Start at the line containing "Pointing guideline: for each instance of the light" and go through the end of the data. Repeat those lines with "white baseboard" swapped for "floor trim" and everything else unchanged.

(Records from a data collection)
────

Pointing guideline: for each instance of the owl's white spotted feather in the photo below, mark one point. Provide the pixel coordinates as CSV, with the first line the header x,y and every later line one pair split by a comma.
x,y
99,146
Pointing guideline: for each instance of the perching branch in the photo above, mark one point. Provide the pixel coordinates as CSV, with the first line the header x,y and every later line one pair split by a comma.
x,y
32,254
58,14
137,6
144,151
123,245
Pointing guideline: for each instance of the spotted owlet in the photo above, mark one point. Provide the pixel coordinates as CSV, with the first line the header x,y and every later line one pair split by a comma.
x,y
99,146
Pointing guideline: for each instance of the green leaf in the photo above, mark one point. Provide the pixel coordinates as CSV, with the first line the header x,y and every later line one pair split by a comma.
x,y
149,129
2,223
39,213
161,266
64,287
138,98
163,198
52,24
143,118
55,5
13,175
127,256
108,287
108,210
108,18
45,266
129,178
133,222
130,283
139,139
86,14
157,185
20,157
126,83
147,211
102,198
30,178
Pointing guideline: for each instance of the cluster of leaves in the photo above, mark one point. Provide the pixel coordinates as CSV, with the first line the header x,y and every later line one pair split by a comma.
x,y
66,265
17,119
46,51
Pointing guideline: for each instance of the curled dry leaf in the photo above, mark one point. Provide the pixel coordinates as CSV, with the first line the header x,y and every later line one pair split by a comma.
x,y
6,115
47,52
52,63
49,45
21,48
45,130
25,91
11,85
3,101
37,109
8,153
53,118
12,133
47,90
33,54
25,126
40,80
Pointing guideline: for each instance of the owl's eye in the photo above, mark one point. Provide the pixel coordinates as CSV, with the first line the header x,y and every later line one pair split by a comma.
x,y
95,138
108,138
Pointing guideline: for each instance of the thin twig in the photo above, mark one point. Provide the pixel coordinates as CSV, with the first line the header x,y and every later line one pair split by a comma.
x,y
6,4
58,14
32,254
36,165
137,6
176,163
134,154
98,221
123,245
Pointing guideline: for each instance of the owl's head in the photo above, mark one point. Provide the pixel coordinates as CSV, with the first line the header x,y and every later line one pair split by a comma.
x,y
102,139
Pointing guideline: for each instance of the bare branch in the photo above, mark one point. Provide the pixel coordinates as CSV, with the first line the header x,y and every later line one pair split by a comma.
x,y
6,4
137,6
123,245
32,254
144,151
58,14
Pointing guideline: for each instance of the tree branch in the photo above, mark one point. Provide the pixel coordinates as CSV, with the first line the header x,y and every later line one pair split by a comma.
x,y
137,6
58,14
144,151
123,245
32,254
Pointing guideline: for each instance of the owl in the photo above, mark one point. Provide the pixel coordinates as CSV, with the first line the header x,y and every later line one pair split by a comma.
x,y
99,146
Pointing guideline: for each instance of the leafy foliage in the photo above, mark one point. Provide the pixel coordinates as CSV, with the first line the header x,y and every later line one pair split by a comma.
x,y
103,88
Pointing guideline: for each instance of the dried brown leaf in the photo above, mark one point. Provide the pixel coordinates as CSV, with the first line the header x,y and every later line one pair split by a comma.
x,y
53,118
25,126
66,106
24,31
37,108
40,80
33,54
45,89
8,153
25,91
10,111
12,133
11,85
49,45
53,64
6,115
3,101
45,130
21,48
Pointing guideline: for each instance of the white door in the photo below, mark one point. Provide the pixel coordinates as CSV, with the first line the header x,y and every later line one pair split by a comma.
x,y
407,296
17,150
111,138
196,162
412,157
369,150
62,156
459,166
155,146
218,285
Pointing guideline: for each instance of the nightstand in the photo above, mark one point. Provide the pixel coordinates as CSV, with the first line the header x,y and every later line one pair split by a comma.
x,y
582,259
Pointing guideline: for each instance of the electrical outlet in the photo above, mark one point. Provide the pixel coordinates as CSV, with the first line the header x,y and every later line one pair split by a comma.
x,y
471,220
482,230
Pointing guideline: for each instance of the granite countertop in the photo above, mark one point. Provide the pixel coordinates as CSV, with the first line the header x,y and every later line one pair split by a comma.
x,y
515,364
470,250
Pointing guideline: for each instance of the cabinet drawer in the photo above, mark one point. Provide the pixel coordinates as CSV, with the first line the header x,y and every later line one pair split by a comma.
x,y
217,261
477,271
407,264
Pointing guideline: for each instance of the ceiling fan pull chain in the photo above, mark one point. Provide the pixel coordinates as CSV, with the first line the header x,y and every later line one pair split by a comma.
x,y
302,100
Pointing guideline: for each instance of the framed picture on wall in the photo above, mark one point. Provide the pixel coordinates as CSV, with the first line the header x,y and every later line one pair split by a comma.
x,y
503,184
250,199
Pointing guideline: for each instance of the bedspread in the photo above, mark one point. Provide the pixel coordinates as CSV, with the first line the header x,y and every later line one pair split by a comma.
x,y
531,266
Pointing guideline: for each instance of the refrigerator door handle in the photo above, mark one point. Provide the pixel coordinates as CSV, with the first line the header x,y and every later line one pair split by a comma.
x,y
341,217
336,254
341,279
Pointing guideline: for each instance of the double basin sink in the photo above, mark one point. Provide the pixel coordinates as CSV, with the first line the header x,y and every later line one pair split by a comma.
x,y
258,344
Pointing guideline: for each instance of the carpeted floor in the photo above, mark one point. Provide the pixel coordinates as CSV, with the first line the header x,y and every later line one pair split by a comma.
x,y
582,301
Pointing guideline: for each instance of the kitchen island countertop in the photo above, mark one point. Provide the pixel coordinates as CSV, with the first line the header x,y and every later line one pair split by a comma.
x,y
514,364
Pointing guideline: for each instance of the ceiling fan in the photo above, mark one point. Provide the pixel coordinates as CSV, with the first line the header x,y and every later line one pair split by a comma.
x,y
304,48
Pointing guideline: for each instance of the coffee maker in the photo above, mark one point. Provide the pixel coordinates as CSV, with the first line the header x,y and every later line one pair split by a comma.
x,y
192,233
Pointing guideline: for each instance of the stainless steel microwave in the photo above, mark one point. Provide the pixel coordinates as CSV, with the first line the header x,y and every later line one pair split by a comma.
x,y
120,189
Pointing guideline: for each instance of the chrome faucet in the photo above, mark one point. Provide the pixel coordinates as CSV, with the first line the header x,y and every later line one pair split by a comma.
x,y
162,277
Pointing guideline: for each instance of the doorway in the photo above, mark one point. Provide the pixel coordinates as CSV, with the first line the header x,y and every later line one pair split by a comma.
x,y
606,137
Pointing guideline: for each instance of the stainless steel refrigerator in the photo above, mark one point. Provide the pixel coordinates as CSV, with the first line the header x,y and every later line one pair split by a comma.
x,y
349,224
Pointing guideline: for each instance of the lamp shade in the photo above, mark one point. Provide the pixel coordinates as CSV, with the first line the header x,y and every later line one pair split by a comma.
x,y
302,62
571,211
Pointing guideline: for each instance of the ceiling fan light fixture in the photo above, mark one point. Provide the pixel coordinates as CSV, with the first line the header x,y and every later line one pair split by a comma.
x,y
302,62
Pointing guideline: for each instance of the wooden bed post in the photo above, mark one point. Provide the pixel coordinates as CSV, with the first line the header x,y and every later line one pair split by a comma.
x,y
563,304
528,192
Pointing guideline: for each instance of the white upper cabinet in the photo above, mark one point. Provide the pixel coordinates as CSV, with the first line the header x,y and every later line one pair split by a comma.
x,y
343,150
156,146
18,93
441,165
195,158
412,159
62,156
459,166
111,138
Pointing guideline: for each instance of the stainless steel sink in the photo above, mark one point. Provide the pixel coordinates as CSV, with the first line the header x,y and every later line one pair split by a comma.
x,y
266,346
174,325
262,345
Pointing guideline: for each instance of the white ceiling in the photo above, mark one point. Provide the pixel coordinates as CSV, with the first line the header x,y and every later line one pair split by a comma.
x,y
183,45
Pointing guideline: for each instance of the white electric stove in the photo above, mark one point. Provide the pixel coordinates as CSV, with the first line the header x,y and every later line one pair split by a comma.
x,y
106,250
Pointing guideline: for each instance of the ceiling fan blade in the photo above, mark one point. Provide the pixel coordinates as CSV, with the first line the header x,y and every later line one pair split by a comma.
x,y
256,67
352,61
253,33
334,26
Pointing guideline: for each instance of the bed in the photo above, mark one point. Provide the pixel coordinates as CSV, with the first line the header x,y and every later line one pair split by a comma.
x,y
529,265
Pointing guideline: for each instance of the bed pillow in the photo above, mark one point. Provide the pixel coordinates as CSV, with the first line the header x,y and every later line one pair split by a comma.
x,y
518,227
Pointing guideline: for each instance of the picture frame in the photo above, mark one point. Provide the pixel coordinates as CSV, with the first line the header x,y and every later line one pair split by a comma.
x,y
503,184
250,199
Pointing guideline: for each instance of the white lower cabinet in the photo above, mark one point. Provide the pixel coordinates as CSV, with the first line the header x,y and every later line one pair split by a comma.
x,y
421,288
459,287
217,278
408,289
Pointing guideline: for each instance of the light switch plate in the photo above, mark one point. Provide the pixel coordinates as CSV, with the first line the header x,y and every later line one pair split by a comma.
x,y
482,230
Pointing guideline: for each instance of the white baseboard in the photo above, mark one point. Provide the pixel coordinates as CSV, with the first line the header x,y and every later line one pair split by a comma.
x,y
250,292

────

* **Exercise solution**:
Pointing guideline: for each instance of the light switch plate in the photo above, mark one point. Provide the pixel coordinates as CSV, with the first line the header x,y and every later line one pair split by a comma.
x,y
482,230
Pointing guideline: for each instance of the floor trim in the photo above, mark one point. Provide the pixel coordinates as CSV, with the first line the header x,y and every later line one pair split by a comma.
x,y
250,292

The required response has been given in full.